→ Page extract:
┏━━

2.3. Microstates vs Macrostates

We consider each tautomer of the acid HA and the base A⁻ as a microstate with label i. The set of microstates with the same total number of protons N_i = N is labeled the macrostate N. The macroscopic pK_a characterizes the transitions between any of the microstates with N protons to any microstate with N − 1 protons.

In general, the free energy difference between two states (micro or macro states) that are separated by a single protonation process (i.e., the free energy to go from N to N − 1 associated protons) is

Δ G_{N, N - 1} = - Δ G_{N - 1, N} = - β^{- 1} \ln [\frac{P (N - 1)}{P (N)}]

(12)

where P(N − 1) and P(N) are the probabilities of observing the system with N − 1 and N associated protons respectively and β = (RT)⁻¹. The Henderson-Hasselbalch equation

p K_{a} = pH - \log_{10} (\frac{[A^{-}]}{[HA]}) = pH - \frac{1}{\ln 10} \ln (\frac{[A^{-}]}{[HA]})

(13)

can be rewritten in terms of the free energy of protonation $Δ G_{N - 1, N}$ (Eq. 12) to give

p K_{a} = pH - \frac{β Δ G_{N - 1, N}}{\ln 10},

(14a)

Δ G_{N - 1, N} = β^{- 1} \ln 10 \cdot (pH - p K_{a}) .

(14b)

┗━━

→ Stored data:

┏━━

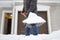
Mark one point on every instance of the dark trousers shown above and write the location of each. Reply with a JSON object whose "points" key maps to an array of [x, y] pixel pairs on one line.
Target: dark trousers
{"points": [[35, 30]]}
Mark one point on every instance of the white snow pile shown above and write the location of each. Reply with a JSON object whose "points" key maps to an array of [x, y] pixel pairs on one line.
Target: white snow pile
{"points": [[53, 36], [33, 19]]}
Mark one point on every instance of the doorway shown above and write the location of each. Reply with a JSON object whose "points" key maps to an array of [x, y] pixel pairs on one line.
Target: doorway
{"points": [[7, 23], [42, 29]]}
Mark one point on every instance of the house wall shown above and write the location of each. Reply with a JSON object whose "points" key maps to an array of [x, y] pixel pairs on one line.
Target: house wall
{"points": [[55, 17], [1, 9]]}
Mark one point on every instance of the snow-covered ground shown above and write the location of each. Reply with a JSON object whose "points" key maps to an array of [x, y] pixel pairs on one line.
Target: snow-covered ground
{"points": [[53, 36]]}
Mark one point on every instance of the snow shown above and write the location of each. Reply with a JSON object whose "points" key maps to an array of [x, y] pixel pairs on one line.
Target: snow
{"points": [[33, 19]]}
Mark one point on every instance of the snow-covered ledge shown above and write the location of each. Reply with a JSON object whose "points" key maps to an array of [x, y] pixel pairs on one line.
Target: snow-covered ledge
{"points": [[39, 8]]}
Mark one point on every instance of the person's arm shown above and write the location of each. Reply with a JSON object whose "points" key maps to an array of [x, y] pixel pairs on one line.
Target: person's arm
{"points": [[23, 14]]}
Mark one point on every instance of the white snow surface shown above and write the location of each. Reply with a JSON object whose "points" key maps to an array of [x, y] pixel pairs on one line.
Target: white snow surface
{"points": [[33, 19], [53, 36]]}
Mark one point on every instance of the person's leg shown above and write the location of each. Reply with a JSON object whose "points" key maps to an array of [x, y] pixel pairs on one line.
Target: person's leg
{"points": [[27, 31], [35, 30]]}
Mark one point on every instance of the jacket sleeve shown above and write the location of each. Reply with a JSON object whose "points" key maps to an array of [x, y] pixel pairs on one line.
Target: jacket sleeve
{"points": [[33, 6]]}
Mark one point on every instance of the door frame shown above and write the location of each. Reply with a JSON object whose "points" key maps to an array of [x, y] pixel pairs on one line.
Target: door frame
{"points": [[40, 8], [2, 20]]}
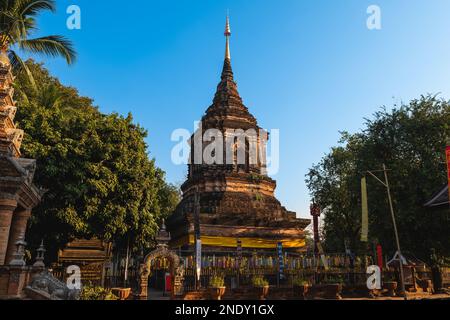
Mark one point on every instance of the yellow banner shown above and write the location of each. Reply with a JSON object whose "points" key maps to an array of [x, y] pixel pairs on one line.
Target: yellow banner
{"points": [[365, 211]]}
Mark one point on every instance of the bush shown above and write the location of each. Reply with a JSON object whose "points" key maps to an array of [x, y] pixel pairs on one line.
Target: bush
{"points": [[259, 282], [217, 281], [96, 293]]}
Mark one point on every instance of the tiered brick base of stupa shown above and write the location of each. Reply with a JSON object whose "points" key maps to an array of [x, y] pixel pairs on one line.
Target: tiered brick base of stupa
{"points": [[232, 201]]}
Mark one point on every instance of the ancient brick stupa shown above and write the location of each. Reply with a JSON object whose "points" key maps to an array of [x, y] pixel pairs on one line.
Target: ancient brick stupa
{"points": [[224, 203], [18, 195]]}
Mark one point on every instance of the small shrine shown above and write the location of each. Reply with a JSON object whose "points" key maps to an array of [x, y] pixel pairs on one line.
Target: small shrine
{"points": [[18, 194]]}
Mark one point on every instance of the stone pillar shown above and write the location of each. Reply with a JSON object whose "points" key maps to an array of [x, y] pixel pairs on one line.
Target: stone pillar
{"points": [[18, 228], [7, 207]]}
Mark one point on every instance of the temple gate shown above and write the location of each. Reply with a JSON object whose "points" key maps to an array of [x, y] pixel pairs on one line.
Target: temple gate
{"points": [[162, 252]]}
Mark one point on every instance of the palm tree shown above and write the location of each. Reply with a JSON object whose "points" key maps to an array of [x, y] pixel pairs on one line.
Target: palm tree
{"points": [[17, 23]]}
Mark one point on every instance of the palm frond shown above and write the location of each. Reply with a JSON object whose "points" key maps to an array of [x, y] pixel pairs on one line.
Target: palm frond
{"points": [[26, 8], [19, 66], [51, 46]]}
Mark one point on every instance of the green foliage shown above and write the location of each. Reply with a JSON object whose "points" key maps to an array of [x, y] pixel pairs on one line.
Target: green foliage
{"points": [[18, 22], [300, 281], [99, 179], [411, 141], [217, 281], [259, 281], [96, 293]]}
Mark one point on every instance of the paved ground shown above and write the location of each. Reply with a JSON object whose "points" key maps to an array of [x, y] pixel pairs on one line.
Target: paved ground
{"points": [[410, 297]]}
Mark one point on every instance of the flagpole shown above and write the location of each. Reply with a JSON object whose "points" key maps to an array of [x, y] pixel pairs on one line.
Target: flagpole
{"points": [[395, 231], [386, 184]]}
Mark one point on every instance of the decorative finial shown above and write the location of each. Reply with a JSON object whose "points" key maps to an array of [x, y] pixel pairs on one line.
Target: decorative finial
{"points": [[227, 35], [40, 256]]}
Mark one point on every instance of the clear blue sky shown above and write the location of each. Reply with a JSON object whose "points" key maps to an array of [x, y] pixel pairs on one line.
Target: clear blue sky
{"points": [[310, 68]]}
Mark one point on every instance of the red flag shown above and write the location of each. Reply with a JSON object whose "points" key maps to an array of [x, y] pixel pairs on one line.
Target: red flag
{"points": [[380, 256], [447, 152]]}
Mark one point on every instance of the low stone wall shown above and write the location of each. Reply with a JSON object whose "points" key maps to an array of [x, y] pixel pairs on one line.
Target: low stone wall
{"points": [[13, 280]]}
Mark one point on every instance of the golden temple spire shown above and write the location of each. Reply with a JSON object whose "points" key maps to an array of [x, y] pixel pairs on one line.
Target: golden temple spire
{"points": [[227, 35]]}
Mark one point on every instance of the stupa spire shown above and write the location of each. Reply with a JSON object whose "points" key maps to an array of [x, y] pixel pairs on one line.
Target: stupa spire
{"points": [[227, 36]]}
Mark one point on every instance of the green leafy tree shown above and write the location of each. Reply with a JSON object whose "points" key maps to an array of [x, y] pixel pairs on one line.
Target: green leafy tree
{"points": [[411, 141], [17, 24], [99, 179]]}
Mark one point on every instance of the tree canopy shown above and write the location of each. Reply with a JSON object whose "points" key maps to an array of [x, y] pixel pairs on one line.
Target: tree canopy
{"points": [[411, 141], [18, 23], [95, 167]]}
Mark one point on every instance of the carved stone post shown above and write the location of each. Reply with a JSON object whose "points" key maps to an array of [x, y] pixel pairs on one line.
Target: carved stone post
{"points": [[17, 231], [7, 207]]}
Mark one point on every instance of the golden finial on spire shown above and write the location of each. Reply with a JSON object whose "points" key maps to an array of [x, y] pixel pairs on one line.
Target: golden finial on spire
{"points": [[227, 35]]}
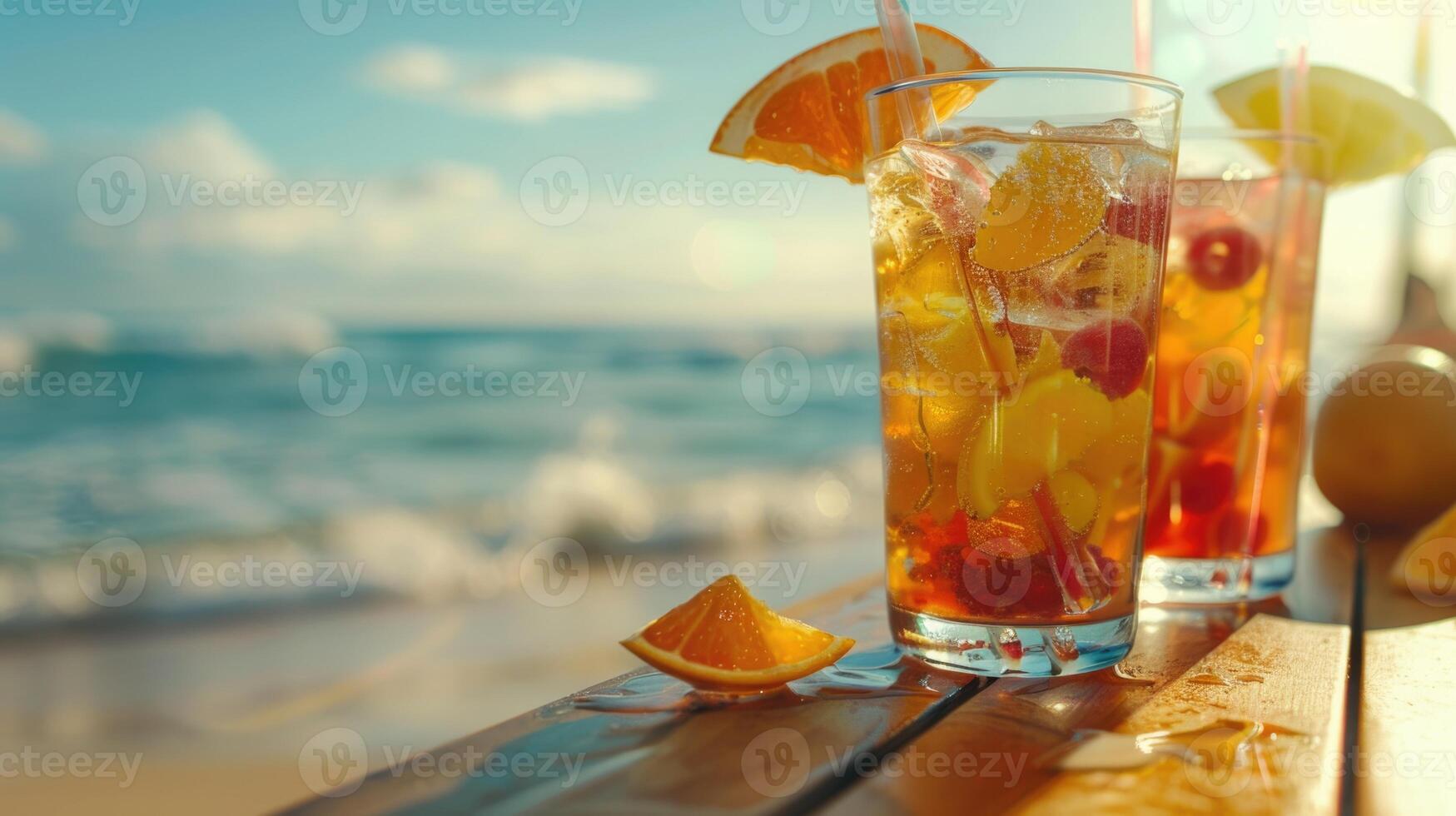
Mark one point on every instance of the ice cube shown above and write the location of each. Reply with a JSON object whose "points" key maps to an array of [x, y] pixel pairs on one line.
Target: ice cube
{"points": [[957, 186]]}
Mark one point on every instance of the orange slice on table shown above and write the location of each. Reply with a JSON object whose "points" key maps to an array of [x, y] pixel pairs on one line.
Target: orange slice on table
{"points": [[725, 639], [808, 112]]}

┗━━

In the extract on microstates and macrostates, what set of microstates makes up the macrostate N?

→ Problem solution: The set of microstates that share the same total number of protons, N_i = N.